What to work on
Arrange all of the lines below as a numbered list, skipping any blank lines. Leave the pictures out of your list.
|---|
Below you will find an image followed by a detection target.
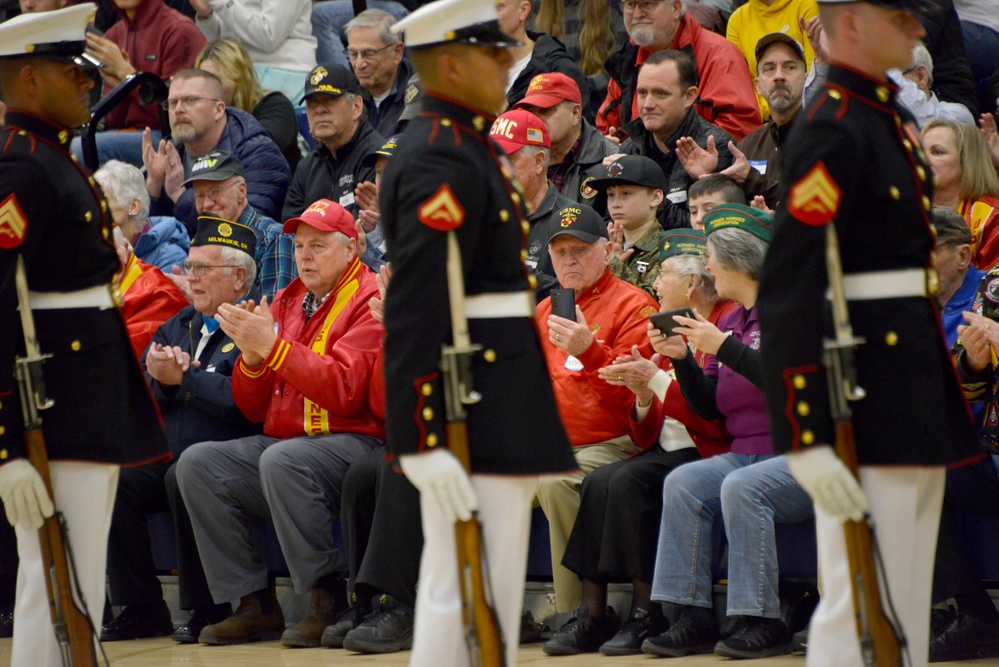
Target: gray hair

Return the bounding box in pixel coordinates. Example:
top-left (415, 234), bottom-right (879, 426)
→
top-left (912, 42), bottom-right (933, 87)
top-left (343, 9), bottom-right (402, 46)
top-left (659, 254), bottom-right (718, 301)
top-left (94, 160), bottom-right (149, 222)
top-left (708, 227), bottom-right (770, 280)
top-left (219, 247), bottom-right (257, 287)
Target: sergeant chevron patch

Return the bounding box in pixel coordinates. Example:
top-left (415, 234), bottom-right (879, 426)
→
top-left (787, 160), bottom-right (843, 227)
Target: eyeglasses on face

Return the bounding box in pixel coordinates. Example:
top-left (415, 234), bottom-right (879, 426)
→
top-left (347, 44), bottom-right (395, 62)
top-left (160, 95), bottom-right (219, 111)
top-left (180, 262), bottom-right (239, 278)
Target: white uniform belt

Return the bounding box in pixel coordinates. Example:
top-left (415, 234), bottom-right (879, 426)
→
top-left (465, 292), bottom-right (534, 320)
top-left (28, 285), bottom-right (115, 310)
top-left (826, 269), bottom-right (938, 301)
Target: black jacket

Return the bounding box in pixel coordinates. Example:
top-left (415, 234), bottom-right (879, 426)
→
top-left (281, 117), bottom-right (385, 221)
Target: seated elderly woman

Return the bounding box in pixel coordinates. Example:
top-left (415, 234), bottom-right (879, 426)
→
top-left (543, 229), bottom-right (736, 655)
top-left (94, 160), bottom-right (191, 274)
top-left (923, 120), bottom-right (999, 271)
top-left (642, 204), bottom-right (812, 658)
|---|
Finished answer
1. Below you will find an image followed by a detection target.
2. Target: gray hair
3. Return the bounding box in pixel coordinates. Example:
4. top-left (415, 234), bottom-right (879, 426)
5. →
6. top-left (912, 42), bottom-right (933, 87)
7. top-left (343, 9), bottom-right (402, 46)
8. top-left (659, 254), bottom-right (718, 301)
9. top-left (94, 160), bottom-right (149, 222)
10. top-left (708, 227), bottom-right (770, 280)
11. top-left (219, 247), bottom-right (257, 287)
12. Target: sergeant chevron patch
13. Return the bounding box in pixel coordinates. Example:
14. top-left (415, 234), bottom-right (879, 426)
15. →
16. top-left (787, 160), bottom-right (843, 227)
17. Target: eyeglasses on face
18. Return the bounding box in pixel coordinates. Example:
19. top-left (415, 234), bottom-right (879, 426)
20. →
21. top-left (347, 44), bottom-right (395, 62)
22. top-left (160, 95), bottom-right (219, 111)
23. top-left (180, 262), bottom-right (239, 278)
24. Target: white uniform belt
25. Return the bounding box in pixel coordinates. Example:
26. top-left (415, 234), bottom-right (879, 426)
27. →
28. top-left (465, 292), bottom-right (534, 320)
29. top-left (28, 285), bottom-right (115, 310)
30. top-left (826, 269), bottom-right (938, 301)
31. Target: black jacket
32. Return the bounding box in pixel coordinates. Example:
33. top-left (415, 234), bottom-right (879, 426)
34. →
35. top-left (281, 117), bottom-right (385, 221)
36. Target: seated elderly woman
37. Return the bounding box in pixel coordinates. Example:
38. top-left (415, 234), bottom-right (879, 426)
39. →
40. top-left (543, 229), bottom-right (736, 655)
41. top-left (94, 160), bottom-right (191, 274)
42. top-left (923, 120), bottom-right (999, 271)
43. top-left (642, 204), bottom-right (812, 658)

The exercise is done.